───── Provided text ─────

Today, working out and taking exercise has become a way of life. Pictures from the gym, from races and fun-runs, of personal trainers and exercise retreats now fill the timelines and news-feeds of social media. But the way in which we exercise also reflects the development of technology.
4 May – 18 September 2016
The gyms of today have developed from a prototype designed by Doctor Gustaf Zander more than 150 years ago. This is an exhibition about his medico-mechanical gymnastic apparatus with which visitors to his gym – smartly dressed in suits and corsets – improved their bodies with exercises such as arm-twisting, thigh-chopping and the vibrating horse-rider.
Zander was born in Stockholm in 1835. In 1857, when working as a gymnastics teacher, he realised that he didn’t have enough time or energy to teach all of his students properly. His solution was to build a number of appliances made of wood, which he equipped with weights, levers and springs to provide a force of resistance. Each person was individually instructed by Zander on how long they should use each piece of equipment – in much the same way as today’s personal trainers organise an exercise programme. To begin with, these fitness machines were manually operated by muscle power. From 1868, however, steam engines were added to the gymnastic apparatus and, in the 1890s, these were replaced by electric motors.

───── Records ─────

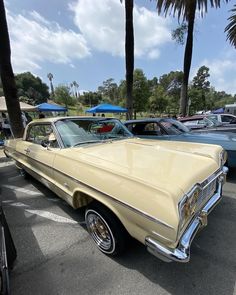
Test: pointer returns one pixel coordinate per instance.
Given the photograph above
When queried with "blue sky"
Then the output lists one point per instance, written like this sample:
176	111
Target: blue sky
83	41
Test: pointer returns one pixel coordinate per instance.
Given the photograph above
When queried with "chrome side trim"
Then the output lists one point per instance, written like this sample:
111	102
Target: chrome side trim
135	210
182	252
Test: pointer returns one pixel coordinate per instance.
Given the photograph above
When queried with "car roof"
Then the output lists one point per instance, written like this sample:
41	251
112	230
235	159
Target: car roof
55	119
150	120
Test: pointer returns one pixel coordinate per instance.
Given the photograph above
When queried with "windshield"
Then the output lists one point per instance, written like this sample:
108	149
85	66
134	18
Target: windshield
214	121
75	132
173	127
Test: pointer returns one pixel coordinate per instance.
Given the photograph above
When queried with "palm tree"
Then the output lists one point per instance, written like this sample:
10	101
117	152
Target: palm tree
50	78
7	77
129	56
76	86
231	27
187	11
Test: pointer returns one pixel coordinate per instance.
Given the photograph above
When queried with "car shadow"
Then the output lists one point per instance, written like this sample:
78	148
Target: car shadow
231	176
22	233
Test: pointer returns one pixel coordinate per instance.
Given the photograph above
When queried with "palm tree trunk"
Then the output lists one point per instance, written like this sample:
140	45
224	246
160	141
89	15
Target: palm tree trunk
187	60
129	56
7	77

─────

** Study questions **
A – Which exercises does the Zander exhibition text name?
B – Pick up the Zander exhibition text after its final sentence and carry it on.
Nothing in the listing is needed here.

** Answers for the exercise **
A – Arm-twisting, thigh-chopping and the vibrating horse-rider.

B –
The first Zander Institute opened in Stockholm in 1865. The Institute could be used by both women and men, who came for exercise, strength-training and for rehabilitation. The gym was divided into two separate sections, where women exercised in corsets and stays, while the men wore waistcoats and suits. The Zander Institutes were successfully exported worldwide. In 1911, there were 300 Zander Institutes around the world. Even on the Titanic, there was an exercise room featuring Zander’s gymnastic apparatus.
In today’s society, there is often a quite frantic approach to exercising. At the same time, however, we have major problems because of poor eating habits and a lack of physical activity. This situation causes obesity and an increase in cardio-vascular diseases. Zander exploited the technology of his time to increase the health of a greater number of people by adapting his methods of exercise to meet people’s individual requirements. Could physical education in the schools of today be made more fun by using modern technology?
Nowadays, there are a number of gyms that cater for visitors with different functional needs. Exercise is important to prevent injuries that can occur from an imbalanced use of muscles. Today, there are even psychological gyms that have a focus on exercising the psyche. Psychological gyms, yoga mats connected to mobile phones, lots of different fitness apps, sports clothes with in-built technical functions and pulse-monitoring watches are here to stay. Amid all these developments, one thing is certain: exercise and technology belong together.